■ Input data
+ + + + +

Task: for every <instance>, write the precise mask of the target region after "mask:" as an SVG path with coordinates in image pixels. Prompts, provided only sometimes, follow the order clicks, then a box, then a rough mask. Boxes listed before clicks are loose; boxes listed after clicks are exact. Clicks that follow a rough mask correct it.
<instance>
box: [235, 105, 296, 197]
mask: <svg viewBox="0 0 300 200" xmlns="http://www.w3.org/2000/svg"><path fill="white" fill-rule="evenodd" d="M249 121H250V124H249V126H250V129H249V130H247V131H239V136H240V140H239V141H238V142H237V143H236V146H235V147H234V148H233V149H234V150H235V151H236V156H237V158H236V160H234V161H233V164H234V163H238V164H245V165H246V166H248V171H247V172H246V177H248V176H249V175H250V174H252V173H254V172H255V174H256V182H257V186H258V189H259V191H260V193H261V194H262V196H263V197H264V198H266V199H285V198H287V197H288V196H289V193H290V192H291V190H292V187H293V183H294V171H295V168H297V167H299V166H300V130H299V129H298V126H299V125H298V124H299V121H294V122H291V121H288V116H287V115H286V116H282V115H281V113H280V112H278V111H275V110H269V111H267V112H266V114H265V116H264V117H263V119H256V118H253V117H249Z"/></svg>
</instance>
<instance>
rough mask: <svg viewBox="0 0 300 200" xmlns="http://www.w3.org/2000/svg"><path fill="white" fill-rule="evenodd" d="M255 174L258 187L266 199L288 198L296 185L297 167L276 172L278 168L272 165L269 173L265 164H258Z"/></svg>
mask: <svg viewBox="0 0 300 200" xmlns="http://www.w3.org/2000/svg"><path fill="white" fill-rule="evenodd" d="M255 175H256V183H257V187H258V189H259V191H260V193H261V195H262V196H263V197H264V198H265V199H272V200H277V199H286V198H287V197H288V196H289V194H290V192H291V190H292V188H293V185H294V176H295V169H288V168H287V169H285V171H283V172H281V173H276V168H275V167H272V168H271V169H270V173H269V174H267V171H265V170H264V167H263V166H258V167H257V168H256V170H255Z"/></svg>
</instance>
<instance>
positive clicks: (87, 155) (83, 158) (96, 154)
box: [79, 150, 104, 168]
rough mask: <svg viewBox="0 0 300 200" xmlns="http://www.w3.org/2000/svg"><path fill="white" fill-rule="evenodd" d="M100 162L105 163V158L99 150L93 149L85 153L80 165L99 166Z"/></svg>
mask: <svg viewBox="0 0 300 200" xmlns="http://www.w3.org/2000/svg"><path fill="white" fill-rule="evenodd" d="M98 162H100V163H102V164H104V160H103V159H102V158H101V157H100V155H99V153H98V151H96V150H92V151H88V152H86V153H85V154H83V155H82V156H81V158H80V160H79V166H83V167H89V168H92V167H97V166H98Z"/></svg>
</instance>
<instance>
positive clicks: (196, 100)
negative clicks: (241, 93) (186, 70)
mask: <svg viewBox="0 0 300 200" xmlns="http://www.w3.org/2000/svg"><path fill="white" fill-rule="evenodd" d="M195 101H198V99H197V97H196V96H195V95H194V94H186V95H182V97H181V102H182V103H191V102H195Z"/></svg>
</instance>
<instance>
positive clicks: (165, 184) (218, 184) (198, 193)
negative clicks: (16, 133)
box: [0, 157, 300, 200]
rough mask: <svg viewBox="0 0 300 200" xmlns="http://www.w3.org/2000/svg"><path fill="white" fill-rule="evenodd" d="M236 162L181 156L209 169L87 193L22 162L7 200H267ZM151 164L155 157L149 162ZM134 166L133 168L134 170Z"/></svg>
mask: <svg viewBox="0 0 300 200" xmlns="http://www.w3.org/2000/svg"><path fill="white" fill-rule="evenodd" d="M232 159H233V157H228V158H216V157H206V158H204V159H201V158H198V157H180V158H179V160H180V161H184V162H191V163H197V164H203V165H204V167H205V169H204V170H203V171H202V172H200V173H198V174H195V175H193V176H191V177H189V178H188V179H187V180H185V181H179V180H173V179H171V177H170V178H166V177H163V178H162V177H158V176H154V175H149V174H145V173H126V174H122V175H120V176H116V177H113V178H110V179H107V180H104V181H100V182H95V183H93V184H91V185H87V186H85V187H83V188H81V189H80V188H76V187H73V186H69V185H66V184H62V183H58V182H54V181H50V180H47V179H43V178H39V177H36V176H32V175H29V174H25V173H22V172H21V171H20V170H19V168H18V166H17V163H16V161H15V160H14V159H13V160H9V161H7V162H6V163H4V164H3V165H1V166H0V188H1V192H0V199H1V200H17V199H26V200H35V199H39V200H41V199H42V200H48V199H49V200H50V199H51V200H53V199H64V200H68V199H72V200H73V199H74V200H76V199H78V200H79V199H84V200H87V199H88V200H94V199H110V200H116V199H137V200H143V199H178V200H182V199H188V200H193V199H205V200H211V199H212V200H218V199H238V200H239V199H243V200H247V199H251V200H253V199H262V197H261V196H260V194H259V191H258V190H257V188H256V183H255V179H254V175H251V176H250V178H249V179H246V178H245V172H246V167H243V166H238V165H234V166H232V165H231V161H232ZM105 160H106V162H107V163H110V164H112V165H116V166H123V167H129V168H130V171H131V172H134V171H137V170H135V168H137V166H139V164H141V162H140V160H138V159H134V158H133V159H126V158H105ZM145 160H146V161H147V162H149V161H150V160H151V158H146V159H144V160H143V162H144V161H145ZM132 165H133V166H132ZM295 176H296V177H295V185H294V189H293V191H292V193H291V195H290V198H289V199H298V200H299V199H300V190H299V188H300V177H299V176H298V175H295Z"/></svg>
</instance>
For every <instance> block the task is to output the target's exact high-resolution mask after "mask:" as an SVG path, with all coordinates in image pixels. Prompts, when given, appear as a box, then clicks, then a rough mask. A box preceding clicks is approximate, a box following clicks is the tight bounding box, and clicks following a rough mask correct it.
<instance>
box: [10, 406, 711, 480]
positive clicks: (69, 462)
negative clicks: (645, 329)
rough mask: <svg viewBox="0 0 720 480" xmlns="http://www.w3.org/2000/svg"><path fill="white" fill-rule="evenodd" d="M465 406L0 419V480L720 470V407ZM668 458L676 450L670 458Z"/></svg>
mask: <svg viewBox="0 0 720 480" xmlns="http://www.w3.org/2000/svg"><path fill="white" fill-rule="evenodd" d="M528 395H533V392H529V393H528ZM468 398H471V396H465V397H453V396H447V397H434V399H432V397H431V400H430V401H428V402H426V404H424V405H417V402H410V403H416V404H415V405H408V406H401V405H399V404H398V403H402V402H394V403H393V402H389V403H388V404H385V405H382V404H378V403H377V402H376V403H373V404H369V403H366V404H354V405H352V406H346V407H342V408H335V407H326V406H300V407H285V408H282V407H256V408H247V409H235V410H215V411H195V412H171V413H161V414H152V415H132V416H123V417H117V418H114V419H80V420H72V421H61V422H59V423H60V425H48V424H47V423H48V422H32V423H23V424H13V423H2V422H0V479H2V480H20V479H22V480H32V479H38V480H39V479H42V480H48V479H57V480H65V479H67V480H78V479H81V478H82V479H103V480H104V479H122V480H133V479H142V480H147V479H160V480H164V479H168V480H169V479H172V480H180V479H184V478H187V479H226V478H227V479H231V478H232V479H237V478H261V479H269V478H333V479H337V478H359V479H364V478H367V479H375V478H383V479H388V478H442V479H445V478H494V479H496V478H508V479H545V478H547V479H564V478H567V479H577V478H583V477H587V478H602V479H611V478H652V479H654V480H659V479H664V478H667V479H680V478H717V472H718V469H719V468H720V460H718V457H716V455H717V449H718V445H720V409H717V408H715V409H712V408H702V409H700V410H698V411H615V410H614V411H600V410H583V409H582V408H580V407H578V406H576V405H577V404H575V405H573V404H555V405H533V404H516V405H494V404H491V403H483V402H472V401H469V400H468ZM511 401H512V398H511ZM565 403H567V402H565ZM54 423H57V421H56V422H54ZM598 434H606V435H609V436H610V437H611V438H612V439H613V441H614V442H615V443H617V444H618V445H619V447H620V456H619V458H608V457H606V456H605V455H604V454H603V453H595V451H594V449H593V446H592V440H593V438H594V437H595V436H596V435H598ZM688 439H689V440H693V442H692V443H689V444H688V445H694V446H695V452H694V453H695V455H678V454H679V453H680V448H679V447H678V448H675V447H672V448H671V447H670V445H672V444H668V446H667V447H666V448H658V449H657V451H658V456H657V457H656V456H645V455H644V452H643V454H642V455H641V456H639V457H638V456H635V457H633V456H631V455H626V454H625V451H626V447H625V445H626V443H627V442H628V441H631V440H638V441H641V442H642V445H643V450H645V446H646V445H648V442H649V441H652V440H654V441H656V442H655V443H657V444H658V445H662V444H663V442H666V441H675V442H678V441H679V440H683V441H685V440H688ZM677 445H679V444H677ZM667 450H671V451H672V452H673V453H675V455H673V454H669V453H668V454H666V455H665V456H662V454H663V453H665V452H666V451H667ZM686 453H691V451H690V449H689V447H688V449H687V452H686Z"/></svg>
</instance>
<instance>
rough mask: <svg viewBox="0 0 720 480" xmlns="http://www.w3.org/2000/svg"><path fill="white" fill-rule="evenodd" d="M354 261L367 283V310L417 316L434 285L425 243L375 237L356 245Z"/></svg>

+ + + + +

■ Prompt
Whichever lines of the data include the word "positive", pull them out.

■ Reply
positive clicks: (87, 155) (83, 158) (96, 154)
positive clicks: (196, 100)
positive clicks: (165, 184) (218, 184) (198, 193)
positive clicks: (69, 462)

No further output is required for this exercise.